* **PROMPT A**
Scale the rows starting with the line containing "Regarding the picture above, whereabouts does the dark" and going on through the line containing "Regarding the picture above, whereabouts does the tree", both included. Write those lines out again with their requests, multiplying every bounding-box coordinate in the answers by 0.65 and rounding to whole numbers, with halves rounded up.
=== GIVEN PASSAGE ===
Q. You cannot tell whether they were taken in one piece or two pieces, they might have been taken at different times for what you can tell? - A. They certainly might.

Q. You will not state the value too high? - A. I state it at what it cost me.

Q. I believe you had a very good character with this woman? - A. Yes, I had.

The prisoner did not say any thing in her defence.

GUILTY (Aged 22.)

Of stealing to the value of 39s.

Transported for seven years .

Tried by the London Jury, before Mr. RECORDER.

Reference Number: t17970426-44

313. THOMAS FOREY was indicted for feloniously stealing, on the 15th of April , one silk handkerchief, value 4s. the property of William Butcher .

Pleaded GUILTY .

Transported for seven years .

Tried by the London Jury, before Mr. RECORDER.

Reference Number: t17970426-45

314. WILLIAM HILL was indicted for feloniously stealing, on the 18th of March , twenty pounds weight of bacon, value 16s. the property of John M'Intosh .

Pleaded GUILTY .

Confined two years in the House of Correction , and fined 1s.

Tried by the London Jury, before Mr. RECORDER.

Reference Number: t17970426-46

315. MARY MACNAMARA was indicted for feloniously stealing, on the 22d of April , a piece of printed calico, containing three yards, value 5s. the property of Thomas Clark and Thomas Boyd .
===
* **PROMPT B**
In the court record, on what basis does the witness set the value of the stolen goods?
=== RECORDS ===
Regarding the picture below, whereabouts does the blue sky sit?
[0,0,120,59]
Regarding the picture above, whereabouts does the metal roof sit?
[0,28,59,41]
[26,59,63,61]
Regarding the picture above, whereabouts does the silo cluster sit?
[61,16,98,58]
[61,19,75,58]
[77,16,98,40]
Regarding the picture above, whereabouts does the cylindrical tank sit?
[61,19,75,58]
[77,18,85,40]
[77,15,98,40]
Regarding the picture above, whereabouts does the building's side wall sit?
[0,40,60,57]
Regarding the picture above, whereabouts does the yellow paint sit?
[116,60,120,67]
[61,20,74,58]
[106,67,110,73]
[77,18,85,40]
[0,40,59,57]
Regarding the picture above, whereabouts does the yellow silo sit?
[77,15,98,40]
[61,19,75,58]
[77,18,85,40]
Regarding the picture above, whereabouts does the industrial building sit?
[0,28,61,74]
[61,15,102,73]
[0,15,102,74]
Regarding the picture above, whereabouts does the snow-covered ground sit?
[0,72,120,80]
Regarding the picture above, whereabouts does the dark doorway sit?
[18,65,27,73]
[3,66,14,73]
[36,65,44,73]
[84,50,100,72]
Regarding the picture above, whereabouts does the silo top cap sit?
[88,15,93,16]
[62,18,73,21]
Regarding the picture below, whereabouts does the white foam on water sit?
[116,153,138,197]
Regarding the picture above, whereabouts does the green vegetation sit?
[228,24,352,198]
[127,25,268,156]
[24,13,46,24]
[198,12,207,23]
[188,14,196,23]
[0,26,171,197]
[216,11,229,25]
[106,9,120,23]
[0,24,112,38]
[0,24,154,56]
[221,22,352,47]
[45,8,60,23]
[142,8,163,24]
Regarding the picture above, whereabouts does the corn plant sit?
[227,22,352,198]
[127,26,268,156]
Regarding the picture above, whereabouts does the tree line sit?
===
=== RECORDS ===
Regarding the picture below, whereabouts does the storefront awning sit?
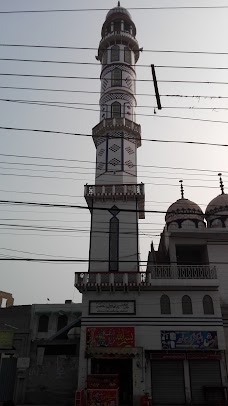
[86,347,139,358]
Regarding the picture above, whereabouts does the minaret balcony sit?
===
* **COMPLETE OUTPUT A**
Regarding the picture above, whereabouts does the dark doorway sit?
[12,42,18,47]
[2,43,9,47]
[23,42,29,47]
[55,33,65,47]
Regarding the picture above, whereabouts does the silo top cap sit?
[57,10,60,10]
[40,12,47,14]
Regarding the picture below, whereabouts does the white foam on water sit?
[75,99,90,128]
Regarding the picture above, whereabouts does the green vegetation sit?
[148,16,229,129]
[83,16,174,101]
[16,8,30,16]
[129,8,135,15]
[122,9,127,15]
[0,17,111,128]
[140,7,149,16]
[69,6,78,15]
[0,16,73,25]
[0,16,100,36]
[144,14,229,31]
[29,5,39,15]
[92,5,106,16]
Regarding the picture above, whereabouts does the corn plant sit?
[148,14,229,129]
[83,17,174,101]
Regarding the picture above, whereabouts does the tree line sit?

* **COMPLETE OUTPUT B**
The witness sets the value at what the goods cost. This is the reply when asked whether the value might be stated too high.